▶ [Extracted entries]
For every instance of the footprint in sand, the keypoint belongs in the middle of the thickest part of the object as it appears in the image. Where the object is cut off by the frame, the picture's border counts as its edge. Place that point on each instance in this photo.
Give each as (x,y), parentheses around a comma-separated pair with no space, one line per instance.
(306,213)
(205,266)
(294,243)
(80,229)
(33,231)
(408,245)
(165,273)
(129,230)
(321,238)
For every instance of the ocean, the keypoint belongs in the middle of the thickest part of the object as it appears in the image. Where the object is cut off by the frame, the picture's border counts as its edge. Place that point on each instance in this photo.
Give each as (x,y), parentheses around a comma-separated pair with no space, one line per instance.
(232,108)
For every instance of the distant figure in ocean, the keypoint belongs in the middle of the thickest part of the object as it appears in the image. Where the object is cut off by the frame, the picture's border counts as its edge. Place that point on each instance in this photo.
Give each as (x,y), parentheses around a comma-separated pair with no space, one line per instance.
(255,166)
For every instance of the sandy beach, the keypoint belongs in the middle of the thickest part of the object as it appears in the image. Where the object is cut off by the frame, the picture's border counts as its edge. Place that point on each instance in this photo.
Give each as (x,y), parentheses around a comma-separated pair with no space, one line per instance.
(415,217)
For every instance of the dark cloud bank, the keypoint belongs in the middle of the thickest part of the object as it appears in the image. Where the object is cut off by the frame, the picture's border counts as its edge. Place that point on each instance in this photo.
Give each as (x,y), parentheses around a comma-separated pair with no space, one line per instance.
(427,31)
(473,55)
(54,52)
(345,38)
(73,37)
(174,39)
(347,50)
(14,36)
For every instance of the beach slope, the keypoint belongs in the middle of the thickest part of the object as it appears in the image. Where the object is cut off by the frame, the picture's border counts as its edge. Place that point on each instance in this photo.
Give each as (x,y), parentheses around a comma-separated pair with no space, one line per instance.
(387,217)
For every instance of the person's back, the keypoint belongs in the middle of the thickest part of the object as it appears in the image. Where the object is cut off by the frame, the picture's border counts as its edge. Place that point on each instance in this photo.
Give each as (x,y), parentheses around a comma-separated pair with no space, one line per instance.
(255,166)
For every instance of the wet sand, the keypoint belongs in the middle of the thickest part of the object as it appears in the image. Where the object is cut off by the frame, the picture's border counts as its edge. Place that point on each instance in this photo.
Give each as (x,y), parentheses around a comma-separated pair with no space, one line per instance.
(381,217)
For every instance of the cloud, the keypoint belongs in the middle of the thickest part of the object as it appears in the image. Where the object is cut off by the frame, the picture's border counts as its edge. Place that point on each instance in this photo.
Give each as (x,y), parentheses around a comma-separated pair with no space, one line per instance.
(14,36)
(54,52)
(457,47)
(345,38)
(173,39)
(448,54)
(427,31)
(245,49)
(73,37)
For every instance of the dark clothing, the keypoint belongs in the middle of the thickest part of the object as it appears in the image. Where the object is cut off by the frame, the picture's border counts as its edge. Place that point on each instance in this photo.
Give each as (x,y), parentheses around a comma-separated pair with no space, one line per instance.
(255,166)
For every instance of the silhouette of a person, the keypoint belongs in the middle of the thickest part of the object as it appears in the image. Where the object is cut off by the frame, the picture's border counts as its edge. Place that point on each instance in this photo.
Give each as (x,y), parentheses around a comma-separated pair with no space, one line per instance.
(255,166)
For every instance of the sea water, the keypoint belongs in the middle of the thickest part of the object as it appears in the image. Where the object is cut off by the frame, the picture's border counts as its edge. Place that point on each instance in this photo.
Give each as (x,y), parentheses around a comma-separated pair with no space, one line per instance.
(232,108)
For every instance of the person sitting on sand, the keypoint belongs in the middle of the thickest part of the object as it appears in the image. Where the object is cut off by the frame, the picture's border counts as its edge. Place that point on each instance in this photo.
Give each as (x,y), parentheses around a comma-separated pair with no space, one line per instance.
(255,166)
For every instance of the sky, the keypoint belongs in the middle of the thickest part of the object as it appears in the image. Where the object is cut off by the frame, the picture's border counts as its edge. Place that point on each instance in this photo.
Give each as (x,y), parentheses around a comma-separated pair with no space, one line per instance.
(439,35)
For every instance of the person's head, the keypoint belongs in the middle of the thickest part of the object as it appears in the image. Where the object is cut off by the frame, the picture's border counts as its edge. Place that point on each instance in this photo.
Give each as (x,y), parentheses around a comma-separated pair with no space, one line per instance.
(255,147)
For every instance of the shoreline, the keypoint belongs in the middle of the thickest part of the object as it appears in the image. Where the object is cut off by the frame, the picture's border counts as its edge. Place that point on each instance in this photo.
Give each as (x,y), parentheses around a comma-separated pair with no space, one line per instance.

▶ [Problem description] Would you repeat all of the entries exactly?

▶ [Solution to the exercise]
For every instance of the footprint in sand, the keypoint belongs in the middle of the thickest part of the object as it appears in the image. Where the object is cut off by the frame, the picture's border counts as its edge. Place that point on each instance in this photo.
Give each as (x,y), parentheses around a comma-separated pair with no space, one line per instance.
(306,213)
(205,266)
(294,243)
(80,229)
(33,231)
(408,245)
(165,273)
(129,230)
(321,238)
For every instance of the ocean, the keypoint belongs in the middle of the thickest part of the object as it appears in the image. Where the object is cut off by the frame, the picture's border counts as its edge. Place that point on each instance in this photo.
Give each as (x,y), parentheses around a comma-separated pair with no space, one line per instance.
(232,108)
For every instance of the distant figure in ocean, the keypoint belongs in the middle of the thickest part of the object as it appears in the image. Where the object is cut off by the frame, the picture's border counts as its edge. Place that point on each instance in this photo.
Give each as (x,y), parentheses around a comma-separated pair with no space, one line per instance.
(255,166)
For every instance of the sandy beach, the keypoint belongs in the middle of the thickest part of the object as it appears in the image. Where the object is cut off by the frame, the picture's border counts as its edge. Place that point on each instance in this photo.
Give each as (x,y), parentheses around a comma-separated pair with no space, one line per instance.
(415,217)
For every instance of the dark cloud bank, the keypoint belongs in the middle of the thickest part of the object as it appears in the image. Where the object is cut off by the frame, the picture's border counts as its edge. Place that point on each instance in this photo.
Give each as (x,y), parentheses around a comma-separated pair with no space, one line per instance.
(427,31)
(473,55)
(54,52)
(345,38)
(73,37)
(174,39)
(347,50)
(14,36)
For every instance of the beach slope, the keypoint belongs in the middle of the thickest part of the object as it appears in the image. Where the object is cut off by the frame, the picture's border counts as its edge. Place that point on each instance in this photo.
Give each as (x,y), parentheses around a comma-separated pair with no space, one line per instance.
(387,217)
For every instance of the person's back, the keypoint belongs in the middle of the thickest part of the object as it appears in the image. Where the object is cut off by the frame, the picture's border counts as its edge. Place that point on each instance in this photo.
Give each as (x,y), parentheses around a comma-separated pair with no space, one line per instance.
(255,166)
For every instance of the wet sand, the keypoint belongs in the middle of the thickest part of the object as it appears in the image. Where the object is cut off by the frame, the picture's border counts as its edge. Place that point on each instance in this photo.
Give each as (x,y), parentheses around a comma-separated pair with no space, one line per instance.
(381,217)
For every instance of the cloud, the keypoint belongs in the middle of the thickest part of the object as it appears in the image. Where the object is cut off by the frame, the picture's border counts as its edge. Place that point on each instance in this photo.
Give each as (x,y), parentheses around a comma-separated pair with no space, one line per instance.
(14,36)
(54,52)
(457,47)
(345,38)
(173,39)
(448,54)
(427,31)
(245,49)
(73,37)
For every instance of the dark clothing, the keypoint belongs in the middle of the thickest part of the object as it appears in the image. Where the object is cut off by the frame, the picture's border counts as its edge. Place that point on each instance in this photo.
Give each as (x,y), parentheses around a comma-separated pair with no space, one line per instance.
(255,166)
For every instance of the silhouette of a person, the keypoint belongs in the middle of the thickest part of the object as it appears in the image. Where the object is cut off by the frame, the picture's border counts as its edge. Place that point on each instance in this photo.
Give each as (x,y), parentheses around a comma-separated pair with no space, one line per instance.
(255,166)
For every instance of the sea water, the keypoint belongs in the middle of the thickest part of the object as it appears in the image. Where the object is cut off by the frame, the picture's border counts as its edge. Place that point on each instance in this photo.
Give each as (x,y), parentheses around a comma-separated pair with no space, one line per instance.
(232,108)
For every instance of the person sitting on sand, the keypoint belongs in the middle of the thickest part of the object as it appears in the image. Where the object is cut off by the frame, the picture's border counts as its edge. Place that point on each instance in this photo.
Give each as (x,y), parentheses around a comma-separated pair with no space, one line per instance.
(255,166)
For every instance of the sky, the keypoint belongs in the middle of the thickest part of the object as it appears in the image. Where the object is cut off by the frame, the picture's border counts as its edge. Place that point on each instance in this photo.
Give each as (x,y), parentheses around a comma-separated pair with no space, one line per instance.
(439,35)
For every instance of the person's head, the keypoint belongs in the middle of the thickest part of the object as it appears in the image. Where the object is cut off by the frame, the picture's border counts as its edge. Place that point on each instance in this photo.
Give each as (x,y), parentheses around a comma-separated pair with no space, one line per instance.
(255,147)
For every instance of the shoreline, the keypoint belongs in the middle of the thickest part of the object as it appears in the image. Where the object is cut off by the frame, the picture's border counts as its edge. Place that point on each instance in this photo.
Give each as (x,y), parentheses around a comma-separated pair with no space, one line per instance.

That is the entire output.